TASK STATEMENT –
Transcribe the records exactly. Pictures do not belong in the transcription.

[Dataset entries]
[Start of Attachment]

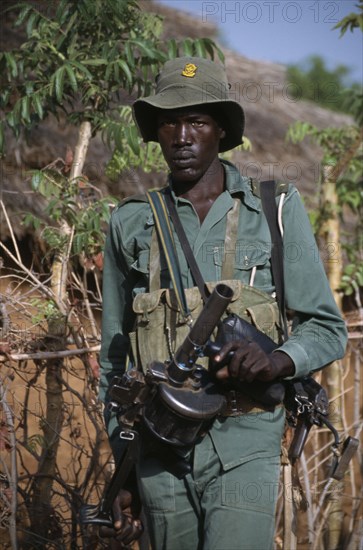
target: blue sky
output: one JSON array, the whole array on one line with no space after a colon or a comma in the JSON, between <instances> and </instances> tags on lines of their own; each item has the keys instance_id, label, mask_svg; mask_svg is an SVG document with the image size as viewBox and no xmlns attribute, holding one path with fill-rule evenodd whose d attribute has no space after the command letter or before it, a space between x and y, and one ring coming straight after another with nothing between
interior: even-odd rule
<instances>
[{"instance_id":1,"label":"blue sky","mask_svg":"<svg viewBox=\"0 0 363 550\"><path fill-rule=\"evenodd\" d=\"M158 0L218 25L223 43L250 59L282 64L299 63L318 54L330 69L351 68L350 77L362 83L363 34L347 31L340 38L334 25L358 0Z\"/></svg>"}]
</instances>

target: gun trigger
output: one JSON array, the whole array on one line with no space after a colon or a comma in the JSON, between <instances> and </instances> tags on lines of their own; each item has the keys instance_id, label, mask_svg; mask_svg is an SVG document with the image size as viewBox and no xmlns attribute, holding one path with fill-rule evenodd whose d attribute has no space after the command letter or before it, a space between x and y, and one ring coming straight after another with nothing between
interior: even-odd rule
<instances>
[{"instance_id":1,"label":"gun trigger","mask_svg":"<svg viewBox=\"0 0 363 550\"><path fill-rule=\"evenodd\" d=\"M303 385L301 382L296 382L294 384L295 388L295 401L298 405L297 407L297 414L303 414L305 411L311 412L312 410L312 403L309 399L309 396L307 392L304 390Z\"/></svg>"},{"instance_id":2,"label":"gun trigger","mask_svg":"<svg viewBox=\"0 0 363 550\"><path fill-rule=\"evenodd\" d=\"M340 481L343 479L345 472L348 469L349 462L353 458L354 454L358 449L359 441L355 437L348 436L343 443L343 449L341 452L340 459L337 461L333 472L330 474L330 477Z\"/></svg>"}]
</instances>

[End of Attachment]

OUTPUT FOR THIS EXERCISE –
target: blue sky
output: one JSON array, the whole array on one line with no space after a colon or a comma in the JSON, between <instances> and </instances> tags on lines of their own; each item has the keys instance_id, label, mask_svg; mask_svg is an SVG document with the image size as viewBox and no xmlns attribute, holding one path with fill-rule evenodd whose d attribute has no space after the command letter or before it, a space between x and y, and one ring coming straight after another with nothing between
interior: even-odd rule
<instances>
[{"instance_id":1,"label":"blue sky","mask_svg":"<svg viewBox=\"0 0 363 550\"><path fill-rule=\"evenodd\" d=\"M158 0L218 25L223 43L250 59L282 64L299 63L318 54L330 69L351 68L350 77L362 83L363 34L347 31L340 38L334 25L358 0Z\"/></svg>"}]
</instances>

target: gun trigger
output: one JSON array, the whole array on one line with no space after a colon or a comma in the JSON, between <instances> and </instances> tags on lines of their own; each item has the keys instance_id, label, mask_svg; mask_svg is an SVG document with the image size as viewBox and no xmlns attribute, holding one path with fill-rule evenodd whose d attribute has no space after the command letter or before it, a space between x and y, and one ring coming straight after another with nothing between
interior: even-odd rule
<instances>
[{"instance_id":1,"label":"gun trigger","mask_svg":"<svg viewBox=\"0 0 363 550\"><path fill-rule=\"evenodd\" d=\"M303 385L301 382L296 382L294 384L295 388L295 401L298 405L297 407L297 414L303 414L305 411L311 412L312 410L312 403L309 399L309 396L307 392L304 390Z\"/></svg>"},{"instance_id":2,"label":"gun trigger","mask_svg":"<svg viewBox=\"0 0 363 550\"><path fill-rule=\"evenodd\" d=\"M340 481L343 479L345 472L348 469L349 462L353 458L354 454L358 449L359 441L355 437L348 436L343 443L343 449L341 452L340 459L337 461L333 472L330 474L330 477Z\"/></svg>"}]
</instances>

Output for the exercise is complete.